• _RECORDED INFORMATION_
──────────

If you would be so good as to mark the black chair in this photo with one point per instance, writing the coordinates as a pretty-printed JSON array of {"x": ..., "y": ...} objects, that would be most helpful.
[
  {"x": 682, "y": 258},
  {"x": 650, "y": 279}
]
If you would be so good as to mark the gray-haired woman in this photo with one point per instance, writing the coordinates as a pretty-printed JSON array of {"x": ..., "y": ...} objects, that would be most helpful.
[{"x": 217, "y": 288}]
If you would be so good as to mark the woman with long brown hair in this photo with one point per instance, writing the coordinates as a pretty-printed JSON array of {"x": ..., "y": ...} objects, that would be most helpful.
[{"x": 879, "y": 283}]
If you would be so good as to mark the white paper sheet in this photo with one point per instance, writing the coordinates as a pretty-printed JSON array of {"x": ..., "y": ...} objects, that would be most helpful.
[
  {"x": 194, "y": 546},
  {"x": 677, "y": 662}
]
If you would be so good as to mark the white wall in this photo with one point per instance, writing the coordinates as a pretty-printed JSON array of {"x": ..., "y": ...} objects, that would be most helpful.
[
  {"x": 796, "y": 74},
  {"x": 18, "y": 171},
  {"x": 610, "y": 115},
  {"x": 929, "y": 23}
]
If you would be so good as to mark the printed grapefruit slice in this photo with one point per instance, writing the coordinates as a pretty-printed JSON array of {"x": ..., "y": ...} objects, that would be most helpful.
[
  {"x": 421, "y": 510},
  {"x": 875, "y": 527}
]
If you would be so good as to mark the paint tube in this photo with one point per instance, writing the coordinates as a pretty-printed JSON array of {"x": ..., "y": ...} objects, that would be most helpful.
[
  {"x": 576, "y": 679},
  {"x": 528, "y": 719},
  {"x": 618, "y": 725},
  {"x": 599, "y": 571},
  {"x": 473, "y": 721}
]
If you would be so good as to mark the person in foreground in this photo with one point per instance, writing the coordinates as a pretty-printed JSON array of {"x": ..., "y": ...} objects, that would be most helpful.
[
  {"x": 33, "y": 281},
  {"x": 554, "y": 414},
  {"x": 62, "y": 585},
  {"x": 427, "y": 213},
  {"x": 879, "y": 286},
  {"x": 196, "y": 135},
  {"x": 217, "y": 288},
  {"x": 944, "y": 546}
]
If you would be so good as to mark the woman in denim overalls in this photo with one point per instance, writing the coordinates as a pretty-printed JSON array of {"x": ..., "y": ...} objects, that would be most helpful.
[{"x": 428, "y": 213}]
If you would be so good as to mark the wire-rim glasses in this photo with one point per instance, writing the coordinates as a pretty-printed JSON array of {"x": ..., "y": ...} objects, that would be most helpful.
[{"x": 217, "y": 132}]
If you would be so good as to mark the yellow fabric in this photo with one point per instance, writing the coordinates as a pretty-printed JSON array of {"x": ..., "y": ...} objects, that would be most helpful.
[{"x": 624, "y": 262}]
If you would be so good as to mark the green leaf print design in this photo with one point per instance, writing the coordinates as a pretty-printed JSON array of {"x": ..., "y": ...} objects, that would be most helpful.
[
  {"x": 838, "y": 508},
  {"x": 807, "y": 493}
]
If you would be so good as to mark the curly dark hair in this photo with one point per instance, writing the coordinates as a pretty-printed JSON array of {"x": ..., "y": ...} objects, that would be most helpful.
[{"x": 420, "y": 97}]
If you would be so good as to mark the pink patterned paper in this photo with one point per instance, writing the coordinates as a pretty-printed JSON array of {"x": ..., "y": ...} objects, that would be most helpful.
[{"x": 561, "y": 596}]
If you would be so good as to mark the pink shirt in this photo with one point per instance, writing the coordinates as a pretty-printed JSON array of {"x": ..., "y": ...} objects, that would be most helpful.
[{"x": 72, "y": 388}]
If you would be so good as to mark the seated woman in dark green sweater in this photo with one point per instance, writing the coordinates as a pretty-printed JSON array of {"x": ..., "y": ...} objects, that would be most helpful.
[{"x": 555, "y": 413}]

──────────

• _EXERCISE DETAILS_
All of the material above needs to be copied exactly.

• _SOLUTION TO THIS EXERCISE_
If you would be so good as to mark the black chair in this photo with one point per instance, writing the coordinates as a pretty-printed JSON array of {"x": ..., "y": ...} objects, that would be most helpful.
[
  {"x": 682, "y": 258},
  {"x": 650, "y": 279}
]
If you would be so good as to mark the gray-haired woman in this photo with one point per instance, writing the coordinates as a pretty-printed JSON array of {"x": ..., "y": ...} objects, that would be most helpful.
[{"x": 217, "y": 288}]
If you would be so good as to mark the woman with long brown hair in this photo with one point per instance, writing the coordinates as a pretty-printed JSON array of {"x": ..., "y": ...} objects, that would be most helpful.
[{"x": 879, "y": 283}]
If you would be so good as to mark the white paper sheet in this photo with one point per instance, writing the coordinates as a pretty-printed JSON array of {"x": ..., "y": ...} objects, that would be most helpful.
[
  {"x": 194, "y": 546},
  {"x": 677, "y": 662}
]
If you would be so good as to mark the white wall in this photo with one point per instance, writing the coordinates as a pretty-printed JSON array of {"x": ..., "y": ...} objects, that would be most helpful.
[
  {"x": 796, "y": 74},
  {"x": 18, "y": 171},
  {"x": 610, "y": 115},
  {"x": 929, "y": 23}
]
If you would be so good as to mark the printed grapefruit slice in this photo with one point per instance, writing the coordinates as a pretty-printed JSON array of {"x": ..., "y": ...} objects, that would be most helpful.
[
  {"x": 421, "y": 510},
  {"x": 875, "y": 527}
]
If you would be so good as to mark the paint tube in this photo with one point per instance, writing the coordinates as a pretty-printed JSON array of {"x": ..., "y": ...} objects, that would be most helpful.
[
  {"x": 576, "y": 679},
  {"x": 528, "y": 719},
  {"x": 618, "y": 725},
  {"x": 599, "y": 571},
  {"x": 473, "y": 721}
]
If you would be so good as to mark the person in foreground in this photo with one point per instance, writing the coordinates as a pretty-printed JSON array of {"x": ..., "y": ...} objects, that would be most helpful.
[
  {"x": 33, "y": 281},
  {"x": 554, "y": 414},
  {"x": 62, "y": 585},
  {"x": 427, "y": 213},
  {"x": 879, "y": 286},
  {"x": 196, "y": 135},
  {"x": 217, "y": 288},
  {"x": 944, "y": 546}
]
If you would be so good as to mark the woman in denim overalls in this photo with one point per instance, writing the coordinates as a pretty-printed JSON array of {"x": ..., "y": ...} objects, that would be most helpful.
[{"x": 428, "y": 213}]
If you would be so good as to mark the wire-rim glasses in this photo with one point per instance, writing the coordinates as a pretty-printed JSON array of {"x": ..., "y": ...} objects, that would be most helpful.
[{"x": 217, "y": 132}]
If you would be so good as to mark the yellow fabric in this photo with one point per instance, writing the coordinates as a pretty-printed JSON array of {"x": ..., "y": ...} objects, that would be most helpful.
[{"x": 624, "y": 262}]
If you would be so good as to mark the green leaf print design in this photo with one point per instance, writing the coordinates as a pretty-printed JSON array of {"x": ..., "y": ...} objects, that would be most helpful.
[
  {"x": 838, "y": 508},
  {"x": 807, "y": 493}
]
If you would be so good as to mark the curly dark hair in this photo with one point per instance, writing the coordinates as a pretty-printed JSON array of {"x": ..., "y": ...} objects, that would be most helpful.
[{"x": 420, "y": 97}]
If you would be so good as to mark the pink patterned paper in this photo with one point per instance, writing the coordinates as a pretty-printed JSON array of {"x": ..., "y": ...} objects, that would be most helpful.
[{"x": 561, "y": 596}]
If you would be so good as to mark the pink shirt in this photo with one point per instance, writing the coordinates as a pretty-printed JSON array of {"x": ..., "y": ...} objects, that would be most helpful.
[{"x": 72, "y": 388}]
If you would be so good as to mark the seated woman in dark green sweater in this photo with one point per instance, writing the coordinates as a pretty-printed JSON array of {"x": ..., "y": ...} objects, that would be most helpful.
[{"x": 555, "y": 413}]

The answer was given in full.